Please pick out every line of the records below that contains the word "woman", and copy each of those lines.

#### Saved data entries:
※ ※ ※

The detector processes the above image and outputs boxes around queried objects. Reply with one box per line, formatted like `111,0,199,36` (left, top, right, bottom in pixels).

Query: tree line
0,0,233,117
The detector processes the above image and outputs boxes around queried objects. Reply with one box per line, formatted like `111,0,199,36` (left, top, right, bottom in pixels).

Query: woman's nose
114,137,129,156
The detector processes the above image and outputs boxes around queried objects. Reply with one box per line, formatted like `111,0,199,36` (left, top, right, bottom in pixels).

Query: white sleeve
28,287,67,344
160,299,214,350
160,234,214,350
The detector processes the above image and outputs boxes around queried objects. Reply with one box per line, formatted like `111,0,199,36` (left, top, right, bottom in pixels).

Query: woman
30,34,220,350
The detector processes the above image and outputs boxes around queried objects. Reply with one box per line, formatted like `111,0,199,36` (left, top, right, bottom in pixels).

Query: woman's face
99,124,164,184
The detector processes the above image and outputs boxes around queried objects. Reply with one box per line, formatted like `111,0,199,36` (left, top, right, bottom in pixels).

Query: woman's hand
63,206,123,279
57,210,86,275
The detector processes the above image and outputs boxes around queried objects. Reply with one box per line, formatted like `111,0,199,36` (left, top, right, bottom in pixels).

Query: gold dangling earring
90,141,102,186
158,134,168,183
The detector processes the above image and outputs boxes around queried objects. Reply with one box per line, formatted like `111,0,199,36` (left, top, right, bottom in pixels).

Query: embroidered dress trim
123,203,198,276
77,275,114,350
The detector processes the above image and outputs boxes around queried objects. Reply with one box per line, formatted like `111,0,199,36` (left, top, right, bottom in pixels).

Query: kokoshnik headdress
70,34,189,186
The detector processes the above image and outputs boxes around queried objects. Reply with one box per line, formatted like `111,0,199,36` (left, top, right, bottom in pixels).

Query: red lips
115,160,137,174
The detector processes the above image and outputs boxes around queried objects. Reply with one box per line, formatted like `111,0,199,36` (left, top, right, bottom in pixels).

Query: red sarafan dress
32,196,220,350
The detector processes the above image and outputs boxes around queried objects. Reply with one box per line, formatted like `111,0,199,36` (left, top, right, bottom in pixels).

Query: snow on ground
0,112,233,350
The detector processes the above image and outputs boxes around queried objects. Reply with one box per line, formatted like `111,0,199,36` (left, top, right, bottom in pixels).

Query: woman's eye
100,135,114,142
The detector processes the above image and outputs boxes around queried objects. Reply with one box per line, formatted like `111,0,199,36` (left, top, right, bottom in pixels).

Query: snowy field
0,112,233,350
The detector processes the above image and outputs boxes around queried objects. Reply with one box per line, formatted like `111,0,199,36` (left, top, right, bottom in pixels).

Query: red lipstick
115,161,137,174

※ ※ ※

#### TASK SOLUTION:
Query: woman's nose
Query: woman
Query: woman's face
Query: woman's hand
Query: woman's eye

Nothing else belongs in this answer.